Exactly what is written in the records below should be returned, minus the images.
(Supplied entries)
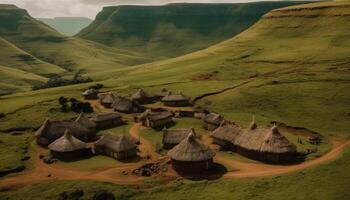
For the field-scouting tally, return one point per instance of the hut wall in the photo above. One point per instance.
(210, 127)
(159, 123)
(192, 167)
(176, 103)
(266, 157)
(73, 155)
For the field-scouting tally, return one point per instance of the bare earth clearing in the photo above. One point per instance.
(43, 172)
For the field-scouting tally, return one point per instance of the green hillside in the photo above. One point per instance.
(30, 45)
(174, 29)
(67, 25)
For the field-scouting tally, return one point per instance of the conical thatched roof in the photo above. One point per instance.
(108, 98)
(264, 140)
(275, 142)
(175, 97)
(140, 94)
(125, 105)
(175, 136)
(227, 132)
(90, 91)
(67, 143)
(213, 118)
(191, 149)
(86, 122)
(117, 143)
(53, 130)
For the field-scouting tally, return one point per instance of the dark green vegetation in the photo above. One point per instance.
(324, 182)
(174, 29)
(67, 25)
(31, 51)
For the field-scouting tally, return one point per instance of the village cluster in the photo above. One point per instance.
(69, 140)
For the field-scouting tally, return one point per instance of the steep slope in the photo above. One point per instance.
(70, 54)
(174, 29)
(67, 25)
(End Supplied entries)
> _Task solution_
For the field-scouting tally, return one point per instance of the hut wall in the photo above. One point per instance.
(210, 127)
(159, 123)
(192, 167)
(176, 103)
(266, 157)
(73, 155)
For the field-scouting tally, return one point per instance of the bare earth clearing in the photo above. One point per instance.
(43, 172)
For the field-scouting tally, return one point per instance of the green hillside in the photo above. One point per instance.
(30, 45)
(174, 29)
(67, 25)
For the field-scouting tally, return one point per instance of the conical thatched roof in the photo above. One point per instance.
(108, 98)
(264, 140)
(275, 142)
(175, 97)
(140, 94)
(125, 105)
(175, 136)
(227, 132)
(90, 91)
(67, 143)
(213, 118)
(191, 149)
(86, 122)
(117, 143)
(53, 130)
For the field-scouting tally, return one point per instance of the dark green vegetation in the photo above. One point per instance.
(324, 182)
(174, 29)
(67, 25)
(31, 51)
For the field-scouting tally, return one point per instance of the village cluster in the photo above. One point per instance.
(69, 140)
For the field-scouting tally, return one point per instance of the steep slope in the photo above. One point per instance.
(70, 54)
(174, 29)
(67, 25)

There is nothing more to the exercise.